SOURCE PASSAGE:
►

# HELP!! Need to cancel Worldmark purchase!!



## simplecj

Me and my fiancee went to a presentation on the 16th and were persuaded to buy into the program at the 6000 point level for about $12k.    

We financed the down payment and it looks like the first one isn't scheduled till April 1st.  Well, I just found out that my income for last year was drastically lower than I had expected and my fiancee was just told that her summer job will not be available.  We cannot afford the $200/month payments and need to get out however possible.  

The resind period is said to be 5 CALENDAR days, not including holidays.  That means last friday was our last day out to cancel "without any cancellation fee or other penalty."   However I can't find anywhere that states just what the fee or penalty would be for canceling after that five days.  Had it been 5 BUSSINESS days, then today (it's past midnight now), Monday the 18th would be my last day out.  How can they count days that they don't even answer their phones??

Anyways, in the same owner agreement that includes the Purchaser's Right to Cancel details about the 5 day period, I found the following section might perhaps allow for those who have not paid their down payment in full to get out of the agreement:
*"Miscellaneous Provisions. 
This Agreement will only become effective (Closing) when all of the following have occurred: 
(a) any applicable recission period has expired; 
(b) the Owner has paid to WRDC a down payment equal to ten percent (10%) of the Purchase Price in immediately available funds: and 
(c) WRDC has issued the Vacation Credits to Owner, 
(d) But, no later than one year after the contract date. 
If closing does not occur through no fault of Owner, withing 15 days thereof, WRDC shall order all such funds refunded to Owner." *

So, since I financed my down payment and haven't even made a single payment yet, does this mean the contract can still be canceled?  Anyone know what the "fees or other penalties" implies?   

I'm not expecting much cooperation from them when I call to discuss the matter and I'm hoping to get some useful insight from here since you all seem to know so much about this stuff.  This is my first experience with timeshare, maybe my last unless I become independently wealthy and have lots of time to vacation...


----------



## jdb0822

not sure what you could do, but I would be working the phone today until I could find someone at Worlkdmark that can cancel it for you.  They will do everything possible to leave you stuck with it.


----------



## lprstn

They may let you get away with just forfieting the down payment, however its not promising.  Do a search on this board as others have had similar situations.


----------



## frisko

*cancelation policies*

Where did you buy this timeshare. When I bought my timeshare in orlando,florida a while back there was a 10 days cancelation period without having to pay any fees. That was in florida. Check with a resale outlet in the area that you bought the timeshare


----------



## herindoors911

Go to the wmowners.com website, sign in with a user name and password.  they are knowledgeable.  Can probably help/give advice.


----------



## PA-

simplecj said:


> Me and my fiancee went to a presentation on the 16th and were persuaded to buy into the program at the 6000 point level for about $12k.

◄

Pointing dataset records:
►

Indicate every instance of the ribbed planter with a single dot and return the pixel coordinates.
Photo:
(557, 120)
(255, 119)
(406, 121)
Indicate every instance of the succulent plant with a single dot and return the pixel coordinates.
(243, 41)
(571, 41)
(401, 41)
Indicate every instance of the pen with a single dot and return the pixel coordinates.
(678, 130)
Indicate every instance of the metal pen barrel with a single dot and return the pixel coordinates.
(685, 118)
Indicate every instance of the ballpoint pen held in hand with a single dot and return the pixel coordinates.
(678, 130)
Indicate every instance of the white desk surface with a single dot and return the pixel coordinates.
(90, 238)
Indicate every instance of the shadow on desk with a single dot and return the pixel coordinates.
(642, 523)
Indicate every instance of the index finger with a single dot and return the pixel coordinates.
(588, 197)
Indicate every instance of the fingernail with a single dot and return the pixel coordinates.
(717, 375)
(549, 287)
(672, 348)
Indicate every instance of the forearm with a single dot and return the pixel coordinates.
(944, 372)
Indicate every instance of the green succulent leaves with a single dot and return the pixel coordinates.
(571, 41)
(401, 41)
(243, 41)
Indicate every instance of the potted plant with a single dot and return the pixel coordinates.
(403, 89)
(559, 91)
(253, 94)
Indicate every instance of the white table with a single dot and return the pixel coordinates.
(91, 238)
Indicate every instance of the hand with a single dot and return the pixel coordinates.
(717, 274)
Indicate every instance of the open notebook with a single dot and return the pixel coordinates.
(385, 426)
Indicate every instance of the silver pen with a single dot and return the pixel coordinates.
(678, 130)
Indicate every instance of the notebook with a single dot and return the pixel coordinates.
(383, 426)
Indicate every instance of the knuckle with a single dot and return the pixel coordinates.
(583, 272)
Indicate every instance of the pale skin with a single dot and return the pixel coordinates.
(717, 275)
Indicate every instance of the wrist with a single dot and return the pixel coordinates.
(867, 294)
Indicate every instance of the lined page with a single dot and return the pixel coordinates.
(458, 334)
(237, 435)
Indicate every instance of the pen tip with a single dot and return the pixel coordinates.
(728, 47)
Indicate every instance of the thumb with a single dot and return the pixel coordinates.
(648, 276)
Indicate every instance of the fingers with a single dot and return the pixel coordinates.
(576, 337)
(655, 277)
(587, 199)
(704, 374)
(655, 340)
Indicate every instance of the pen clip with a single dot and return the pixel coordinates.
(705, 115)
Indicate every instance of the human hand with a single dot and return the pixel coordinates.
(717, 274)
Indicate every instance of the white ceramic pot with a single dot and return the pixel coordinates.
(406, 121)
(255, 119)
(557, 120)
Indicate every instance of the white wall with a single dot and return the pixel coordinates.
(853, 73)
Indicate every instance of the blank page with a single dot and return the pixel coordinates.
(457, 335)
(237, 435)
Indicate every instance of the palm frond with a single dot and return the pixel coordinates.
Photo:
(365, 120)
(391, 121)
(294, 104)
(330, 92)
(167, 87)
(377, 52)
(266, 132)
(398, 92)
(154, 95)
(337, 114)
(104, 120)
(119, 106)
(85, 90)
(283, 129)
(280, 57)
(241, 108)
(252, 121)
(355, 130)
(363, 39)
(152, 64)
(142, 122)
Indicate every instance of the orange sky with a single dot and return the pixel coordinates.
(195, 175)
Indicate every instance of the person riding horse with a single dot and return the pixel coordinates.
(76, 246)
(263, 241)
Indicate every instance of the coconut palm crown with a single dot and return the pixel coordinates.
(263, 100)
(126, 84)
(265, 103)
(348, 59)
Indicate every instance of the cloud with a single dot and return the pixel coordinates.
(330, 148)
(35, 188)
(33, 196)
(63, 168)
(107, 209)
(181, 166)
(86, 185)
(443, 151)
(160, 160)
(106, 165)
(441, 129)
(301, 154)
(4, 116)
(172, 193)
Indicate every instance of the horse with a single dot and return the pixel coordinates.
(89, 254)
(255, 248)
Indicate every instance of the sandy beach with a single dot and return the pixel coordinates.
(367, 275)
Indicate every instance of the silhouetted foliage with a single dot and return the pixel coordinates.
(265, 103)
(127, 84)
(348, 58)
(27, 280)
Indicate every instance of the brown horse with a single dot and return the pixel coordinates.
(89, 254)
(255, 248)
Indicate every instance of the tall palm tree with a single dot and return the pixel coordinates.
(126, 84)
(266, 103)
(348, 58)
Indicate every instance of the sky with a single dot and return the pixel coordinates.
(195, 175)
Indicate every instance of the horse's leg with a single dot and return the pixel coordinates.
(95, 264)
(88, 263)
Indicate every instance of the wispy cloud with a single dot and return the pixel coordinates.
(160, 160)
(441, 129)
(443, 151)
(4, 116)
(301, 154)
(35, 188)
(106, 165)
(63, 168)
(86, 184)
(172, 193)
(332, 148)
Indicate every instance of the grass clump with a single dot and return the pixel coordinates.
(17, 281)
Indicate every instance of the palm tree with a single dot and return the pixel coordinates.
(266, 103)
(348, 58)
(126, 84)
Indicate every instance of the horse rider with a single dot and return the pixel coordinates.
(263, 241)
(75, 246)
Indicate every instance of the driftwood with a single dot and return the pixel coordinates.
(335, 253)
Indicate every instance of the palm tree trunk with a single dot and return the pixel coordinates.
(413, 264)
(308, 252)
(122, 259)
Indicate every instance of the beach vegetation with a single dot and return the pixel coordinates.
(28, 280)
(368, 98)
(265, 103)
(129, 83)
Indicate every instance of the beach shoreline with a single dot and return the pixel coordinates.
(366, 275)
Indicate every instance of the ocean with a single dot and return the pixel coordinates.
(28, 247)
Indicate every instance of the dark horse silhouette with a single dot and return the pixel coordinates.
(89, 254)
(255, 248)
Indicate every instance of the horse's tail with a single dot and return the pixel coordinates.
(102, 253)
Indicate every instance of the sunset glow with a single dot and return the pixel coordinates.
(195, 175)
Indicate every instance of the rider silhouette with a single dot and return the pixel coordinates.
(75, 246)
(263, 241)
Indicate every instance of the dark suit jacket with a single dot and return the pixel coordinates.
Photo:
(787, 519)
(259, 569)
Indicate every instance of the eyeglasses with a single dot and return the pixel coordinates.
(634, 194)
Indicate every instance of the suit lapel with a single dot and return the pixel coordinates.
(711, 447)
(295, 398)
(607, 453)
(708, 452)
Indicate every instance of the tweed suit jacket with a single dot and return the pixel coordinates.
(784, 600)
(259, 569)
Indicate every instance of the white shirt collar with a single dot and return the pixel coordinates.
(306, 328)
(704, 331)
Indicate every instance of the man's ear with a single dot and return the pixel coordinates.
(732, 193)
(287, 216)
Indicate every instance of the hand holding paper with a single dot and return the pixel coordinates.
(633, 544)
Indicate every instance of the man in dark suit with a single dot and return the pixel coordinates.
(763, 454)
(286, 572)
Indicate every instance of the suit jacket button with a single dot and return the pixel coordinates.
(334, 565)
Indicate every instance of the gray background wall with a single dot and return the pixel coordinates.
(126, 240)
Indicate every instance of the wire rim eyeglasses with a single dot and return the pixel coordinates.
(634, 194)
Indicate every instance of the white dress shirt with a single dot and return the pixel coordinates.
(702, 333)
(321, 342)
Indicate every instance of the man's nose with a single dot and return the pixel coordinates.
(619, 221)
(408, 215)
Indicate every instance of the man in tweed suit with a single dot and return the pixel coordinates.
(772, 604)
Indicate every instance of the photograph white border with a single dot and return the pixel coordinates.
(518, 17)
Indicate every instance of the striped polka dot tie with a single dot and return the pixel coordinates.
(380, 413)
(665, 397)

◄

TASKS FOR THIS EXERCISE:
• a. Write out the part of the timeshare thread from "This Agreement will" up to and including "the contract date.".
• b. Update the records from the line with "Indicate every instance of the striped" up to and including the last line, replacing "polka dot" with "checkered" and changing nothing else. Give only those lines.
The timeshare thread and the records have nothing to do with each other.

THE SOLUTIONS:
• a.
This Agreement will only become effective (Closing) when all of the following have occurred: 
(a) any applicable recission period has expired; 
(b) the Owner has paid to WRDC a down payment equal to ten percent (10%) of the Purchase Price in immediately available funds: and 
(c) WRDC has issued the Vacation Credits to Owner, 
(d) But, no later than one year after the contract date.

• b.
Indicate every instance of the striped checkered tie with a single dot and return the pixel coordinates.
(380, 413)
(665, 397)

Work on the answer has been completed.